Challenges
• 1. Duplicate the passage of the Kerala High Court judgment header that starts at "THE HONOURABLE MR.JUSTICE A.K.JAYASANKARAN" and ends at "06.07.2020 IN W.P(C).NO.13255/2020(F)".
• 2. According to the Kerala High Court judgment header, on what date was the judgment under appeal delivered?
• 3. Extend the Kerala High Court judgment header onward from the point at which it stops.

Source text
Citation : 2021 Latest Caselaw 8820 Ker
Judgement Date : 17 March, 2021

Kerala High Court
Arctic Cooling Solutions India ... vs Union Of India on 17 March, 2021
               IN THE HIGH COURT OF KERALA AT ERNAKULAM

                                PRESENT

           THE HONOURABLE MR.JUSTICE A.K.JAYASANKARAN NAMBIAR
                                    &
                  THE HONOURABLE MR.JUSTICE GOPINATH P.

      WEDNESDAY, THE 17TH DAY OF MARCH 2021/26TH PHALGUNA, 1942

                           W.A.No.53 OF 2021

   AGAINST THE JUDGMENT DATED 06.07.2020 IN W.P(C).NO.13255/2020(F)
                       OF HIGH COURT OF KERALA

APPELLANT/PETITIONER:

              ARCTIC COOLING SOLUTIONS INDIA PVT LTD
              63/447, E KRISHNA ARCADE, NEAR BSNL, GANDHINAGAR,
              KOCHI-682 017, REPRESENTED BY ITS' MANAGING DIRECTOR.

              BY ADVS.SRI.A.KUMAR
                      SHRI.JOB ABRAHAM
                      SRI.AJAY V.ANAND

RESPONDENTS/RESPONDENTS:

       1      UNION OF INDIA
              REPRESENTED BY FINANCE SECRETARY,
              NORTH BLOCK, NEW DELHI-110 001

       2      THE PRINCIPAL COMMISSIONER OF CENTRAL TAX AND CENTRAL
              EXCISE, OFFICE OF THE PRINCIPAL COMMISSIONER,
              CENTRAL REVENUE BUILDING, I.S. PRESS ROAD,
              KOCHI-682 018

       3      THE DESIGNATED COMMITTEE-II,
              SABKA VISWAS (LEGACY DISPUTES RESOLUTION) SCHEME
              (SVLDRS), KOCHI COMMISSIONERATE, OFFICE OF THE
              PRINCIPAL COMMISSIONER, CENTRAL REVENUE BUILDING,
              I.S.PRESS ROAD, KOCHI-682 018

       4      THE JOINT COMMISSIONER OF CENTRAL TAX AND CENTRAL
              EXCISE, OFFICE OF THE PRINCIPAL COMMISSIONER,
              CENTRAL REVENUE BUILDING, I.S. PRESS ROAD,
              KOCHI-682 018

              R1 BY ADV. P.R.AJITH KUMAR, CGC
              R2-4 BY ADV. SRI.SREELAL N.WARRIER (B/O)

Extracted records
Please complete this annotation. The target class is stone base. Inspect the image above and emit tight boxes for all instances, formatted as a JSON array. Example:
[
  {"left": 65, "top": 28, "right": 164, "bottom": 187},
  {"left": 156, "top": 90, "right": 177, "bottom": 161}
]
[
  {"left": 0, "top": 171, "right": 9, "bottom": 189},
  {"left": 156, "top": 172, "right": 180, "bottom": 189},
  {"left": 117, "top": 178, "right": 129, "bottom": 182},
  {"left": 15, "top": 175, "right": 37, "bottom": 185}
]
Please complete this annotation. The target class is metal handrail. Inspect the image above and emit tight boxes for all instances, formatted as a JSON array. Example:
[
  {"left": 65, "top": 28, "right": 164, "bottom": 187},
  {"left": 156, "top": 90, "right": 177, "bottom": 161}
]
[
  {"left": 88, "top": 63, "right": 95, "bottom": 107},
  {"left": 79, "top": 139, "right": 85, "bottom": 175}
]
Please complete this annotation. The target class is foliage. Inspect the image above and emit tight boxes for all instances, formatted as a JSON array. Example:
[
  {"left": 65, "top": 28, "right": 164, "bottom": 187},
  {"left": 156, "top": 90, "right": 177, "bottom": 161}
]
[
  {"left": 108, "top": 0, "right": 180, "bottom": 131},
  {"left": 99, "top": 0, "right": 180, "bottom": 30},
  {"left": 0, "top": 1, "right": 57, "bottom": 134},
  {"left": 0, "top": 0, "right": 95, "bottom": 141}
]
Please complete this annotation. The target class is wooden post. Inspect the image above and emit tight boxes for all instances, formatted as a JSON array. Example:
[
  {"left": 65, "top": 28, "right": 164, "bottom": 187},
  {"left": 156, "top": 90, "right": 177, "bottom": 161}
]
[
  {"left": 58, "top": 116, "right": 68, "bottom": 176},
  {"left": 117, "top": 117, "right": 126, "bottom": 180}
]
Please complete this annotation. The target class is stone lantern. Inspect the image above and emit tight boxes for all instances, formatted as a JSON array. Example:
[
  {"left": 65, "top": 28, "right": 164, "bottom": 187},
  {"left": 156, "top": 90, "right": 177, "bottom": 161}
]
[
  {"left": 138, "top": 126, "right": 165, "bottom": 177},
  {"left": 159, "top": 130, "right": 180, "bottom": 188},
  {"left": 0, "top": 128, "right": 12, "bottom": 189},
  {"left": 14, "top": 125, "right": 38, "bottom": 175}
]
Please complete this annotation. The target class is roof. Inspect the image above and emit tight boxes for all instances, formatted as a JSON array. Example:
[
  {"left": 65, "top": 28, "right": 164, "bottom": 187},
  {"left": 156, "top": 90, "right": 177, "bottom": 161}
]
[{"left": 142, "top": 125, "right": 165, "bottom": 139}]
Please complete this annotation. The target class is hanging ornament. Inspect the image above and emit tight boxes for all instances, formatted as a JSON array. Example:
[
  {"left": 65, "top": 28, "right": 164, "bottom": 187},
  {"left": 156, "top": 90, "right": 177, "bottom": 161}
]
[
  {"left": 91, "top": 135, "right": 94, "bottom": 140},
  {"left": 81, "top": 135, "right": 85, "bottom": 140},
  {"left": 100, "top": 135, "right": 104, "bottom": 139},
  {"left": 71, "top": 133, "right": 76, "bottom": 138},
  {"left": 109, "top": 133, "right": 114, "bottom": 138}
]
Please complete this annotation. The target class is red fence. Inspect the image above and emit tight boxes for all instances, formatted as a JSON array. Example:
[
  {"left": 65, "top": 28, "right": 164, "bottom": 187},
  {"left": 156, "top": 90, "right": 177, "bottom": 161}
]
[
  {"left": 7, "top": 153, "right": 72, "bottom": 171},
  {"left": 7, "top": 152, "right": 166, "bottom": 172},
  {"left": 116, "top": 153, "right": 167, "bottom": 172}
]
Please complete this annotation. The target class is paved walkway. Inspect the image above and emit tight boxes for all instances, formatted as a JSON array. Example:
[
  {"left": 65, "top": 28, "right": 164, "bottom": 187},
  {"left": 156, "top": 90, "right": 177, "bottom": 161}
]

Answers given
• 1.
THE HONOURABLE MR.JUSTICE A.K.JAYASANKARAN NAMBIAR
                                    &
                  THE HONOURABLE MR.JUSTICE GOPINATH P.

      WEDNESDAY, THE 17TH DAY OF MARCH 2021/26TH PHALGUNA, 1942

                           W.A.No.53 OF 2021

   AGAINST THE JUDGMENT DATED 06.07.2020 IN W.P(C).NO.13255/2020(F)

• 2. The judgment under appeal is dated 06.07.2020.

• 3.
        THIS WRIT APPEAL HAVING COME UP FOR ADMISSION ON
   17.03.2021, THE COURT ON THE SAME DAY DELIVERED THE FOLLOWING:
 W.A.No.53/2021                   :: 2 ::




                           JUDGMENT

A.K. Jayasankaran Nambiar, J.

The petitioner in W.P.(C).No.13255/2020 is the appellant

before us, aggrieved by the judgment dated 6.7.2020 of the

learned Single Judge in the writ petition. The brief facts necessary

for disposal of the Writ Appeal are as follows:

2. The writ petitioner company has filed declarations, as

evidenced by Exts.P5, P6 and P7, in Form SVLDRS-01 on

31.12.2019 claiming the benefit of the Sabka Vishwas (Legacy

Dispute Resolution) Scheme, 2019 [hereinafter referred to as the

'Scheme']. The said Scheme contemplates the disclosure by an

assessee of unpaid taxes pertaining to previous years, for the

purposes of claiming tax relief as also relief from interest and

penalty that can be levied/imposed on the assessee under the

respective tax legislation. In the instant case, in the declarations

filed by the petitioner, it had shown payment of certain amounts by

way of tax during the assessment periods 2016-17 (April to

September), 2016-17 (October-March) and 2017-18 (April-June).

W.A.No.53/2021 :: 3 ::

The declarations also contained a statement by the petitioner that

returns had been filed in Form ST3 during the relevant period, and

the figures relating to outstanding tax dues wherever applicable

had been taken from the returns. It would appear that the

declarations were processed by the designated Committee

consisting of Joint Commissioner and Assistant Commissioner of

Service Tax, and accepted by the Department, which proceeded to

issue statements estimating the amounts payable by the petitioner

in Form SVLDRS-03 dated 28.2.2020. The said statements are

produced in the writ petition as Exts.P8 to P10. Thereafter, the

petitioner was served with Exts.P12 to P14 rectification orders,

purportedly rectifying the earlier orders that accepted the

declarations filed by the appellant for the purposes of the Scheme.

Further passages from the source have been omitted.